What you need to do:
[1] Answer these questions using the passage about author events at bookstores:
(a) Which newspaper looked at how bookstores are changing author presentations?
(b) Who owns Rainy Day Books?
(c) At Rainy Day Books, what session follows every sponsored author event?
[2] Decide whether each statement agrees with the passage about author events at bookstores. Answer yes or no and quote the words that decide it.
(a) Stores are asking authors for the old straight-up book readings.
(b) A Rainy Day Books event could include a PowerPoint presentation.
(c) At Rainy Day Books, authors may read a full chapter aloud.

═══ Source document

This week the Wall Street Journal looked at how bookstores are changing author presentations. Rather than offering the old straight-up book readings, stores are asking authors for personal presentations that better connect with attendees.

For the story, Vivien Jennings, owner of Rainy Day Books, described author visits at her shop, explaining that “the shop would sponsor only author events that featured a conversation or a mini-lecture, a PowerPoint presentation or perhaps a slide show, all followed by a question-and-answer session and — at most — the recitation of a paragraph or two from the book to illustrate a point.”

══════
═══ Data excerpts

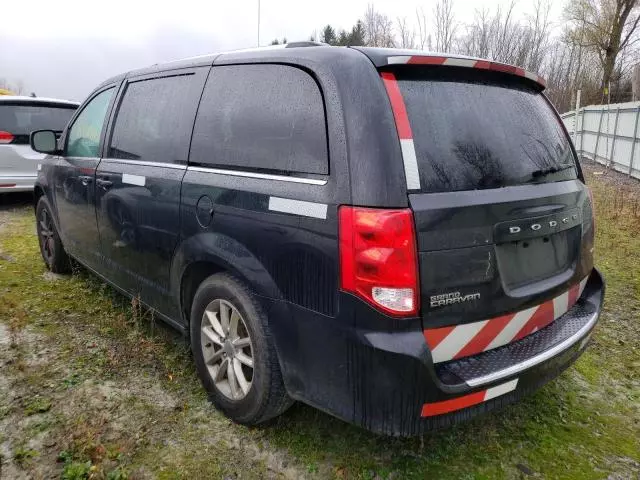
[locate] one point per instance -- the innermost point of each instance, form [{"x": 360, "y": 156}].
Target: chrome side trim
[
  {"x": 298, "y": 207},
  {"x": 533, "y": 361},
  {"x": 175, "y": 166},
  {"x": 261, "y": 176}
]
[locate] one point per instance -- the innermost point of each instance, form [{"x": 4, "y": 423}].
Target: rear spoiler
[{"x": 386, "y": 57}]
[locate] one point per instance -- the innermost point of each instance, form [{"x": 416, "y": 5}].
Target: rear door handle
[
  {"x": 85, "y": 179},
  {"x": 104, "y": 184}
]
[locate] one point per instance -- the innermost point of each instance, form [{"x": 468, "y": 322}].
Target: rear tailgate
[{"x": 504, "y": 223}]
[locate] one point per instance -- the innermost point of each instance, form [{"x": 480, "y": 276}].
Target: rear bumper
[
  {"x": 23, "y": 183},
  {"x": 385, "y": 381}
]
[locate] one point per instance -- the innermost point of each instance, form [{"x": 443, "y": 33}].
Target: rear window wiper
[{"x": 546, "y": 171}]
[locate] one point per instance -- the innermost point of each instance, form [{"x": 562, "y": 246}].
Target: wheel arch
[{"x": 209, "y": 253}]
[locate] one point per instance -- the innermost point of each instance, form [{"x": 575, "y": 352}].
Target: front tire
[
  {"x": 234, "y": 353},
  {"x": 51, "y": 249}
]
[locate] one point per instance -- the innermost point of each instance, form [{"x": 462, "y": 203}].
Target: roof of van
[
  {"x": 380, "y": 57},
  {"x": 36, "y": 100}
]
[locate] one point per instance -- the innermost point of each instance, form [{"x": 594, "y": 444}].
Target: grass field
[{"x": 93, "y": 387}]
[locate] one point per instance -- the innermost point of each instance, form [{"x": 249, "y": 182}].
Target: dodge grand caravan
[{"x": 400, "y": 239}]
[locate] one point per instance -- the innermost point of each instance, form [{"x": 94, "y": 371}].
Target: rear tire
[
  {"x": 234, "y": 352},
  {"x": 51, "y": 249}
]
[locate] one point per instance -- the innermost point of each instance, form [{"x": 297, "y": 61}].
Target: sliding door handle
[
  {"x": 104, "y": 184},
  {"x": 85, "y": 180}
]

══════

Answers in order:
[1]
(a) The Wall Street Journal.
(b) Vivien Jennings.
(c) A question-and-answer session.

[2]
(a) No: "Rather than offering the old straight-up book readings, stores are asking authors for personal presentations that better connect with attendees."
(b) Yes: "a conversation or a mini-lecture, a PowerPoint presentation or perhaps a slide show"
(c) No: "at most — the recitation of a paragraph or two from the book to illustrate a point."